[Source data Boundary: Start]

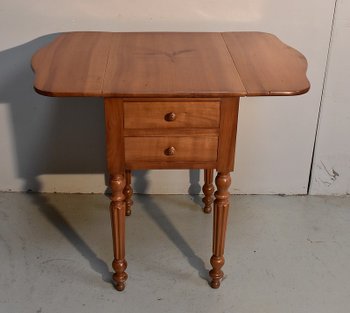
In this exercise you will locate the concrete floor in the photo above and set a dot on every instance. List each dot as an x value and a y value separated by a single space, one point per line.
283 254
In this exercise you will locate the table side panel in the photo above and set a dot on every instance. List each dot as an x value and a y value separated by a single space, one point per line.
228 131
114 135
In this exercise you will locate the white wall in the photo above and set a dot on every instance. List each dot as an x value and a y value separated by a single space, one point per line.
58 144
331 170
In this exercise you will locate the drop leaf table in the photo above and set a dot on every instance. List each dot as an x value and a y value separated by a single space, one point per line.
171 102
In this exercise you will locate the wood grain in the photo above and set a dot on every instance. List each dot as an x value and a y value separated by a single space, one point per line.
189 149
266 65
194 114
169 64
74 64
228 131
114 135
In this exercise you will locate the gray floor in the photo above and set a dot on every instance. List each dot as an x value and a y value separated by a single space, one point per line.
283 254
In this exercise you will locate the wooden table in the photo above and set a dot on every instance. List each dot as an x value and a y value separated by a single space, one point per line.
171 102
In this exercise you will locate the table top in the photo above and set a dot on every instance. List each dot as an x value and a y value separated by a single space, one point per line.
169 64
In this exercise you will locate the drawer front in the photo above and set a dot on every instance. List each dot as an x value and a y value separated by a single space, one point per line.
171 114
172 149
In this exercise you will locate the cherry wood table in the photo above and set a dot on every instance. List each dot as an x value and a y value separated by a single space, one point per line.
171 102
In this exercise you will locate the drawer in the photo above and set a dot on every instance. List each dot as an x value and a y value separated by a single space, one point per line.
172 149
171 114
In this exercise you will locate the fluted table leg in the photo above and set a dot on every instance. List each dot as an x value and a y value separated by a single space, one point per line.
128 192
117 209
208 190
221 205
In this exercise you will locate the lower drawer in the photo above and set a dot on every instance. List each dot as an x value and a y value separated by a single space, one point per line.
172 149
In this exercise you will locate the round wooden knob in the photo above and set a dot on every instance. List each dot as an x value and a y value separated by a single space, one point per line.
170 151
170 117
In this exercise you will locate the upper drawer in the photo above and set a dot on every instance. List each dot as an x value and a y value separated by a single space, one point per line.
171 114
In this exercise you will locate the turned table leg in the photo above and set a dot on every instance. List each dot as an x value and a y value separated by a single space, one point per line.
117 208
208 190
128 192
221 205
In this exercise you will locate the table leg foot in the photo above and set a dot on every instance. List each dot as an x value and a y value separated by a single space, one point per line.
117 210
128 192
120 276
208 190
221 205
216 273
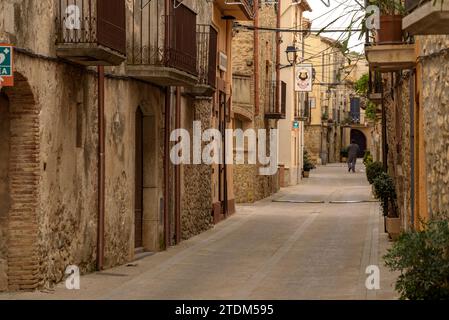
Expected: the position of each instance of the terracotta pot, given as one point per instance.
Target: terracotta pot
(393, 227)
(390, 29)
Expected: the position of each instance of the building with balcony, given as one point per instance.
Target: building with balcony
(99, 86)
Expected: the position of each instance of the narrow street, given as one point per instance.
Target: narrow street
(311, 241)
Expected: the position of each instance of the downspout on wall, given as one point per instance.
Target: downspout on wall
(101, 170)
(278, 58)
(167, 139)
(167, 119)
(412, 148)
(178, 172)
(256, 59)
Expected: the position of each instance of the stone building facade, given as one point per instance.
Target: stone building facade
(49, 131)
(418, 104)
(249, 185)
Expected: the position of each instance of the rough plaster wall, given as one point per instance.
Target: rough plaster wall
(435, 87)
(67, 219)
(196, 202)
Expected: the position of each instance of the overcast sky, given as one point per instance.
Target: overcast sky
(336, 9)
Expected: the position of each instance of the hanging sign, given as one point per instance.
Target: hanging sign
(295, 126)
(303, 77)
(6, 65)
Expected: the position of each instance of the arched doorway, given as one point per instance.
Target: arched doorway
(138, 208)
(147, 189)
(20, 135)
(5, 137)
(360, 139)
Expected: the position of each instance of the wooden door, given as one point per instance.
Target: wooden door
(138, 211)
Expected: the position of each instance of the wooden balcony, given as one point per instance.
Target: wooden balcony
(163, 48)
(207, 42)
(390, 57)
(91, 32)
(238, 9)
(431, 17)
(275, 110)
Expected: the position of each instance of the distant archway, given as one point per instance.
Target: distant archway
(359, 138)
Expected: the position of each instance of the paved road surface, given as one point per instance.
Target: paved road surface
(279, 248)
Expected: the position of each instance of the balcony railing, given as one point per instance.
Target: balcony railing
(207, 55)
(426, 17)
(239, 9)
(275, 110)
(91, 32)
(249, 6)
(149, 43)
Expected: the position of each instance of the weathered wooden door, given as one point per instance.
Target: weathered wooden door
(139, 180)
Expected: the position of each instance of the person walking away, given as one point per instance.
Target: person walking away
(353, 151)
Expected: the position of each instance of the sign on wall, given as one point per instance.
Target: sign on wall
(6, 65)
(303, 77)
(295, 126)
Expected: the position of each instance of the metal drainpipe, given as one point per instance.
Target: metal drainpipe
(384, 147)
(167, 135)
(256, 58)
(167, 167)
(278, 59)
(178, 172)
(101, 169)
(412, 149)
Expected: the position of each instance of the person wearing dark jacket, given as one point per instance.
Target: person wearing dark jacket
(353, 151)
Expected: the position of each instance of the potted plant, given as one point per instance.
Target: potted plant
(391, 13)
(421, 257)
(373, 170)
(325, 116)
(344, 154)
(384, 190)
(308, 165)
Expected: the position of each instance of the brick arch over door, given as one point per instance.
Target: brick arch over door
(23, 262)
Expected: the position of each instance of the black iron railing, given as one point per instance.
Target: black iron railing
(149, 45)
(207, 54)
(101, 22)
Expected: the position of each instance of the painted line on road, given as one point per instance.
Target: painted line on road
(267, 267)
(322, 201)
(352, 201)
(299, 201)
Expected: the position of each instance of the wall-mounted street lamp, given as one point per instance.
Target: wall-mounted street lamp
(291, 52)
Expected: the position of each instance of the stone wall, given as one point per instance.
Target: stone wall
(435, 104)
(249, 186)
(4, 189)
(312, 141)
(67, 195)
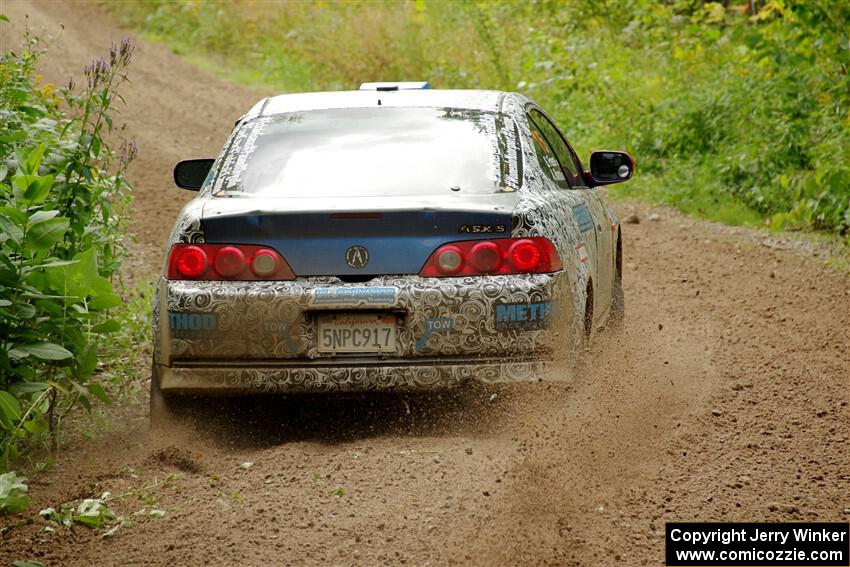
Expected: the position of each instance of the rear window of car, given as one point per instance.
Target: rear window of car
(372, 152)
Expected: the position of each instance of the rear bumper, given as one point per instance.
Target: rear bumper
(428, 375)
(497, 318)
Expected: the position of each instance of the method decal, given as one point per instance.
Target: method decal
(432, 326)
(585, 221)
(187, 324)
(522, 315)
(354, 296)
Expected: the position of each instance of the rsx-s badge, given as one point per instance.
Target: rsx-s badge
(357, 257)
(480, 228)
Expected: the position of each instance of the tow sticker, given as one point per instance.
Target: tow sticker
(432, 326)
(582, 253)
(585, 221)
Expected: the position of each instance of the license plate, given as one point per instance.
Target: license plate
(357, 333)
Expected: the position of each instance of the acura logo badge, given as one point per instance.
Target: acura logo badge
(357, 257)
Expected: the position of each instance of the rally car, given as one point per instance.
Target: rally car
(391, 238)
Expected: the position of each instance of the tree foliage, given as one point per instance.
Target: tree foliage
(736, 110)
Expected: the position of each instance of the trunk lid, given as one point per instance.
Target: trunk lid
(353, 238)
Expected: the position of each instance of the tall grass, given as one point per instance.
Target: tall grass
(737, 111)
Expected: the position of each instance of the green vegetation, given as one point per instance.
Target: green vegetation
(62, 194)
(738, 111)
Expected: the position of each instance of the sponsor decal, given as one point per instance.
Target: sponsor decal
(523, 315)
(582, 253)
(354, 296)
(583, 218)
(357, 257)
(482, 228)
(433, 326)
(189, 324)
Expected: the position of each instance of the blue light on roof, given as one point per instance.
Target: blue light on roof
(402, 86)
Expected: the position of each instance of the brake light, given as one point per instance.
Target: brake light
(534, 255)
(191, 261)
(226, 262)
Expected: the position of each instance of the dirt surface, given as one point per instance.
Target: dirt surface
(726, 399)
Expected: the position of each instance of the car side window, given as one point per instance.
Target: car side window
(565, 156)
(546, 157)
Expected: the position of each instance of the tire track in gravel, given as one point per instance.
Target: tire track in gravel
(725, 399)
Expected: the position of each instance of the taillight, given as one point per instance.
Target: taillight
(191, 261)
(534, 255)
(226, 262)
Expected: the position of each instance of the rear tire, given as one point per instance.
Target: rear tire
(618, 298)
(618, 308)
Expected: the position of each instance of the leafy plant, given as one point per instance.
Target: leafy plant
(91, 513)
(62, 189)
(13, 494)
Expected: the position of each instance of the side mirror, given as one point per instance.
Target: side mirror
(610, 167)
(191, 173)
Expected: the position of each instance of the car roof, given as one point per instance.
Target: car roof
(467, 99)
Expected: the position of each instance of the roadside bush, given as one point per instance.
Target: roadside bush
(62, 195)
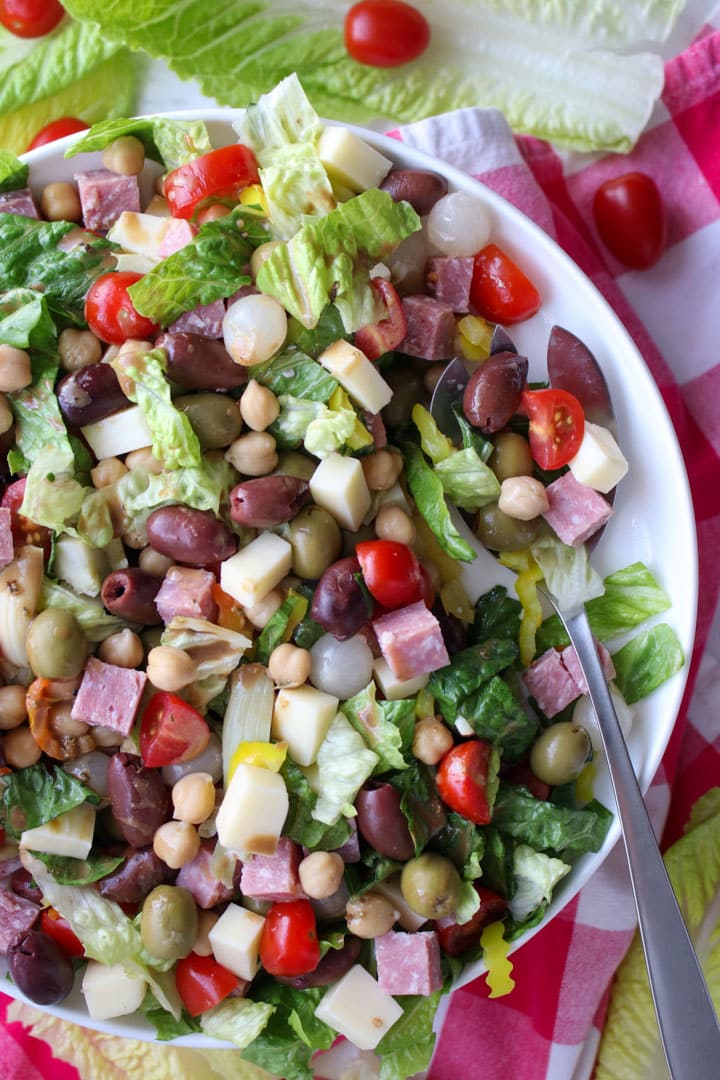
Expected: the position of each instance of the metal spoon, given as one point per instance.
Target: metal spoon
(687, 1020)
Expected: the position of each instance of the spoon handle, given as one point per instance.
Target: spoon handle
(688, 1024)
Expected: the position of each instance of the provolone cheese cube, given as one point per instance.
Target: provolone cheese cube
(338, 485)
(356, 1007)
(302, 716)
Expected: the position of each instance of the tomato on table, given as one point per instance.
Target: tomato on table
(557, 424)
(385, 32)
(289, 945)
(500, 291)
(171, 731)
(220, 174)
(629, 216)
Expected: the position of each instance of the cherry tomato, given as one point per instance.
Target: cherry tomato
(57, 129)
(220, 174)
(393, 574)
(500, 291)
(630, 218)
(381, 337)
(462, 780)
(30, 18)
(202, 982)
(109, 310)
(557, 423)
(171, 731)
(289, 945)
(385, 32)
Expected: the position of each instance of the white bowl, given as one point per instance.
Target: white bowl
(653, 520)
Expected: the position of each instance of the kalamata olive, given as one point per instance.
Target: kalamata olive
(339, 603)
(431, 886)
(139, 799)
(193, 537)
(381, 822)
(90, 394)
(492, 394)
(417, 186)
(131, 594)
(199, 363)
(168, 922)
(268, 500)
(39, 968)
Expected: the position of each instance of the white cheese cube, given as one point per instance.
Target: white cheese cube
(599, 462)
(110, 991)
(235, 941)
(119, 433)
(71, 834)
(356, 375)
(253, 810)
(302, 716)
(254, 570)
(350, 161)
(338, 485)
(356, 1007)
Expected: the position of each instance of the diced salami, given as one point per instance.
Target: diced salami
(104, 196)
(109, 696)
(575, 511)
(430, 328)
(408, 963)
(410, 639)
(187, 592)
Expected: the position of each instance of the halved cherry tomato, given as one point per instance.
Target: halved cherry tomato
(557, 424)
(393, 574)
(629, 215)
(462, 780)
(289, 945)
(171, 731)
(385, 32)
(384, 336)
(202, 982)
(500, 291)
(109, 310)
(220, 174)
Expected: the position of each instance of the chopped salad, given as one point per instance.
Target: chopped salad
(271, 771)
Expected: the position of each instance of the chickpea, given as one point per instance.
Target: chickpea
(124, 649)
(21, 748)
(321, 874)
(15, 369)
(370, 915)
(78, 349)
(522, 497)
(176, 842)
(193, 797)
(254, 455)
(60, 202)
(171, 669)
(431, 740)
(124, 156)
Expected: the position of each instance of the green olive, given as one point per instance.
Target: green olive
(501, 532)
(168, 922)
(559, 753)
(56, 646)
(431, 886)
(511, 456)
(215, 418)
(315, 539)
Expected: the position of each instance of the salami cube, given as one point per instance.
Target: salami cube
(575, 511)
(411, 642)
(408, 963)
(109, 696)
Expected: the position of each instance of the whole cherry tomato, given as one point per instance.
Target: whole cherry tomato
(385, 32)
(629, 216)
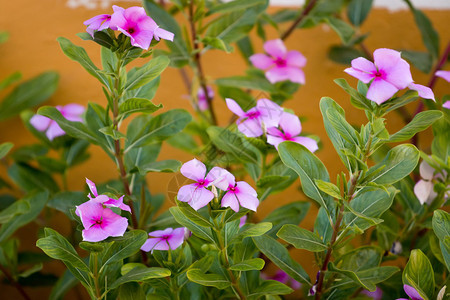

[Source data Boundary: End]

Give again, word for word, every line of the listing above from the one with "Expected: the position of each instance of the brick" to the one with "Expected: the position of each instance of the wall-mounted", both inclusive, and nothing beyond them.

Expected: the position of each instance of the brick arch over door, given as one point per instance.
Target: brick arch over door
(23, 262)
Expected: the position of each instance of the black iron railing, given as one point per instance.
Target: black iron railing
(149, 45)
(207, 54)
(101, 22)
Expected: the position of each instance of the painted line on road, given as one point per instance.
Target: painted line on road
(267, 267)
(322, 201)
(352, 201)
(299, 201)
Expected: the position of each instance of the wall-mounted street lamp, given as one point per instance.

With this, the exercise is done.